## Start DOCUMENT

Questions spun more and more into elaborate tales. For instance, what would happen if a survivor knocked on the bunker door? Would we let him in? Would we trust him? Would we remain compassionate in the wasteland of the world? Would my—our—true selves, long hidden beneath layers of civilization, privilege, and luxury soon be revealed as savage, animalistic, barbaric? (Clearly, I'd read Lord of the Flies and many Conan pastiches.)

I acted out certain scenarios, often hiding behind furniture, curling up in closets, beneath blankets, and crawling on my belly across rooms that were ablaze and smoking, poisonous with radiation. The horror, the desolation, the enormity of each imagined situation contrasted greatly with the delicate ash that fluttered in the air and the piercing memories of loved ones lost.

Even as I remember these bouts of make believe, I am filled with a tingly euphoria and covered in a cool sheen of sweat.


I was fourteen years old in 1984. My fear and dread of the apocalypse was alive and well. Vibrant, as I like to think of it.

Around that time, the movie Red Dawn came out, and the landscape of my fears (and, of course, my imagination) changed significantly.

For, in Red Dawn, paratroopers rain from the sky, not missiles. Yes, the Soviets and Cubans invade the United States, but they don't nuke it. And once they invade, we fight back.

We fight back.

No longer did I cower in the bunker of my imagination, awaiting the mutants or starvation or radiation sickness or madness. Now, I got out there, gun in hand, and fought back against whatever horrors fate sent my way. I couldn't stop the invasion, but I sure as hell could fight the invaders.


And this brings me to the central question: why? Why does imagining nuclear holocaust, constructing apocalyptic and post-apocalyptic fantasies help me cope with my fear of the end of the world?

Does my obsession with imagining the end, reading stories about the end, and watching television shows and movies about the end serve as a sort of rehearsal for death, a chance to see the un-seeable, to know the unknowable, to lessen the fear by shining a pen light into the vast darkness beyond life?

Apocalyptic and post-apocalyptic stories thrill me. Yet, I do not wish for the world to end. I do not want millions of people or even one person to die. Just the opposite.

Last summer a friend gave a talk about her visit to one of the soon-to-be-shut-down NASA launch sites. One of her slides of the control room showed a red telephone. Not the Red Telephone, just a red telephone. To my delight, the sight of the red telephone didn't send me into a panic attack.

Later, while walking across a lush campus, my friend and I had a brief exchange that went something like this:

"I love apocalyptic and post-apocalyptic fiction," I said.

"So you're one of those happy people," she said with a smile.

Well, I'm not unhappy, I thought, just anxious.

"Yep," I said. "Happy, happy."

And we continued on to other topics. Part of me, though, lingered on the idea that there are two types of people: those who enjoy stories about the apocalypse and those who don't.

Not everyone dispels the anxieties of life by playing around with thoughts of the end.

Some people stockpile water, canned goods, and ammunition. I imagine holding the weigh station on the Interstate from the hungry hordes. Instead of digging an actual bomb shelter, I imagine the conversations we'll have when we've barricaded ourselves within one.


I know that death can come at any moment. I know that we live in a world that can be taken from us at any moment—a world that we can take from each other with a simple phone call, a push of the button. Every second could be our last. These are truths and we must all deal with them in our own way.

## End DOCUMENT
## Start COLLECTED MATERIAL

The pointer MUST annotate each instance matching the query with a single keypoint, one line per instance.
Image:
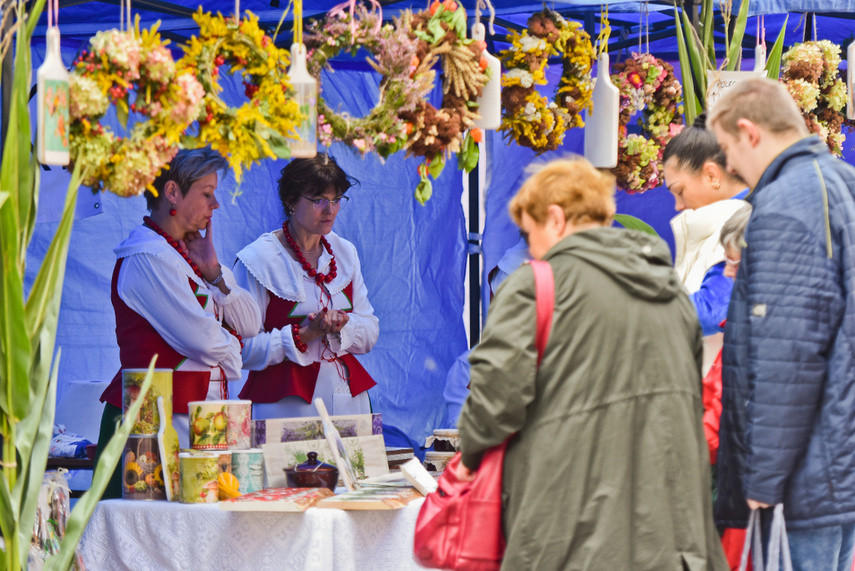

## End COLLECTED MATERIAL

GIVEN EXERCISE: In the piece on apocalyptic fantasies, rewrite the passage that opens with "No longer did" and closes with "fight the invaders.", changing "gun" to "rifle".

TASK SOLUTION:
No longer did I cower in the bunker of my imagination, awaiting the mutants or starvation or radiation sickness or madness. Now, I got out there, rifle in hand, and fought back against whatever horrors fate sent my way. I couldn't stop the invasion, but I sure as hell could fight the invaders.